== SELECTED EXTRACT

Introduction and objective

Paediatric chronic rhinosinusitis (PCRS) is a common disease in children under 18 year old and is defined as  continuing inflammation of the nasal cavity and sinuses  for ≥12 weeks [1]. PCRS differs significantly from adult chronic rhinosinusitis (CRS) in terms of clinical features. An important symptom in children is chronic cough [2].

Figure 1. EPOS 2020 Clinical definition of chronic rhinosinusitis in children.

It is estimated that the incidence of CRS in children and adolescents under 18 years old is up to 4% [1]. Paediatric CRS is associated with a high financial and healthcare burden due to its prevalence in the population. Repeated visits to the clinic lead to the loss school days and parents' days off. CRS also affects negatively quality of life and learning ability [3]. Because of the compound aetiology and pathophysiology of this disease in children, it is extremely important for the physician to consider the differential diagnosis before planning treatment. Depending on age, specific factors that contribute to sinusitis are distinguished. In younger children it is adenoiditis, and in older children it is allergic rhinitis [4]. Inflammation, mucociliary dysfunction and changes in the microbial environment are causing the disease [1]. Recent work has focused on the nasal microbiome and its role in infection and inflammation [2,5,6].

In this review, guidelines from The European Position Paper on Rhinosinusitis and Nasal Polyps (EPOS 2020) and recent literature reports from the Medline and Scopus databases were analysed. It pays a special attention to new promising treatment options of CRS in the paediatric population. The articles present the most up-todate guidelines for symptomatology, diagnosis and treatment in children with chronic sinusitis.

Description of the state of knowledge

The authors of the guidelines proposed a new division of chronic sinusitis (CRS) which is presented on Figure 2 and Figure 3.

Figure 2. The new division of chronic sinusitis (CRS) - Primary CRS.

Figure 3. The new division of chronic sinusitis (CRS) - Secondary  CRS.

In EPOS 2020, no changes were made to the definition of severity, or to the criteria for classifying acute and chronic sinusitis.

            Chronic sinusitis has a greater impact on deteriorating the quality of life of patients than acute sinusitis. The impact of CRS on the global quality of life and social functioning is greater than in the course of angina or chronic heart failure [1]. The most insufferable and common symptoms in CRS with polyps are nasal obstruction and disturbances in the sense of smell and taste. In CRS without polyps, there is also nasal obstruction, facial pain, and disturbed sense of smell and taste [7,8].

CRS is a syndrome with a multifactorial aetiology, resulting from an abnormal interaction between particular environmental factors and the host's immune system. This allowed for a different approach to CRS therapy. It is known that both the nasal cavities and the sinuses are not sterile: the colonization of the nasal cavities and paranasal sinuses by viruses, bacteria and fungi begins at birth. In healthy humans, the mucosa is a barrier that modulates the host's immune system, promotes tolerance, and prevents and reduces inflammation. In patients with CRS, this barrier is chronically penetrated by the inflammatory process, which in many cases leads to tissue remodelling and clinical symptoms [1]. Scientists focused on identifying the molecular pathways and endotypes that were triggered. After pathogens penetrate the mucosal barrier, an immune response occurs, characterized by a cellular and cytokine response targeting one of the three types of pathogens: viruses (type 1), parasites (type 2) or extracellular bacteria and fungi (type 3). All these reactions conclude in the elimination of pathogens and the restoration of the integrity of the mucosa [1]. In CRS, mucosal penetration persists, resulting in a chronic inflammatory response. In type 2 inflammation, the cytokines interleukin-4 (IL-4), interleukin-5 (IL-5) and interleukin-13 (IL-13) are released, and eosinophils and mast cells are recruited and activated. Studies have shown that patients with endotype 2 are more resistant to current therapies and have frequent relapses [1].

====
== DATA EXTRACT

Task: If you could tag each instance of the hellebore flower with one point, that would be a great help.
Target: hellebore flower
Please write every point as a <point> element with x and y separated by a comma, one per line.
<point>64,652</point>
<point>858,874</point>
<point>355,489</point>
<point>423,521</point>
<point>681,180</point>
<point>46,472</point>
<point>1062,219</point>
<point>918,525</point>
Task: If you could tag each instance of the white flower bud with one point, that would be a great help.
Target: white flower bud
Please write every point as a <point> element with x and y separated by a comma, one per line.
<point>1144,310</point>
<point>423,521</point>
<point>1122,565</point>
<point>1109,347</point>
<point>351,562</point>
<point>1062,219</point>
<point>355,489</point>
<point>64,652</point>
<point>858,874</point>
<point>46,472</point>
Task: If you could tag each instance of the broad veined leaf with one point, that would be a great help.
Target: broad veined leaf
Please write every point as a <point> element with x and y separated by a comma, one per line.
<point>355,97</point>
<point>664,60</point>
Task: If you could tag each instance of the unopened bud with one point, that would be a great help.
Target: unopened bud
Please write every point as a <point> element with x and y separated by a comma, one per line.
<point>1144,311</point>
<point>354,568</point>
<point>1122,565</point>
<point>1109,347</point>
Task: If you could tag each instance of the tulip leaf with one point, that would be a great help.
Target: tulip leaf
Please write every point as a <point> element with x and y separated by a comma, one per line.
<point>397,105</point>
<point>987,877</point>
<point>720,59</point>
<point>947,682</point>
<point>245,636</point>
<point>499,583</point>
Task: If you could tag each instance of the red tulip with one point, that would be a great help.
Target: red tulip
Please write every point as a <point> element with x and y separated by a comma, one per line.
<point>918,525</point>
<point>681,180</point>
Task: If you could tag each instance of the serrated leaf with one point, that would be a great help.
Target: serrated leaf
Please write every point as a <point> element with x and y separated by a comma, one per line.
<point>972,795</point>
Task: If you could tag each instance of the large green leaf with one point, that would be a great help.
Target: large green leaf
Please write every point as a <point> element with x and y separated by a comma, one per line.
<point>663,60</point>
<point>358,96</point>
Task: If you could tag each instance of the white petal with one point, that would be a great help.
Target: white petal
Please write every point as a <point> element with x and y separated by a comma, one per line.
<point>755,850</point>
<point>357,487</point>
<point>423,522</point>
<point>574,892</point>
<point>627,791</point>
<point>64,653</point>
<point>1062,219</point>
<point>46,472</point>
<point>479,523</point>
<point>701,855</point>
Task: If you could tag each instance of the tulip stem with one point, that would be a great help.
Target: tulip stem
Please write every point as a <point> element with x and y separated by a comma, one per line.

====

REQUIRED WORK:
Go on with the review of paediatric chronic rhinosinusitis, starting after its last sentence. The data has nothing to do with the review of paediatric chronic rhinosinusitis.

EXERCISE OUTPUT:
Remodelling of the sinonasal tissue in CRS mainly consists in the formation of polyps, goblet cell hyperplasia and damage to the epithelial barrier. These changes may be responsible for many or most of the symptoms and a high rate of treatment failure. The mainstay of treatment of patients with generalized CRS is topical glucocorticosteroid (GCS) therapy and rinsing of the nasal cavities with saline [1].

Exacerbation of chronic paranasal sinusitis (CRS) is defined as the severity of CRS symptoms, which returns to the baseline state as a result of glucocorticoid therapy and / or antibiotic therapy. The precise aetiology of CRS exacerbation is still unexplained, but it is believed to be multifactorial. The major factor is the altered balance of the microbiota, not the single pathogen leading to the inflammatory response in the host. On the other hand, viral infections may be a likely cause of CRS exacerbations, especially as there is growing evidence that rhinovirus infection can lead to eosinophilic inflammation. Focusing on the prevention and appropriate treatment of viral infections may be more effective than treating secondary infections with antibiotics or treating eosinophilia with glucocorticoids. There is still a lack of scientific evidence that would decide on the optimal treatment of CRS exacerbation. Despite this fact, GCS and antibiotics remain the basis for the treatment of CRS exacerbations, although their role in therapy has not been confirmed in the literature [1].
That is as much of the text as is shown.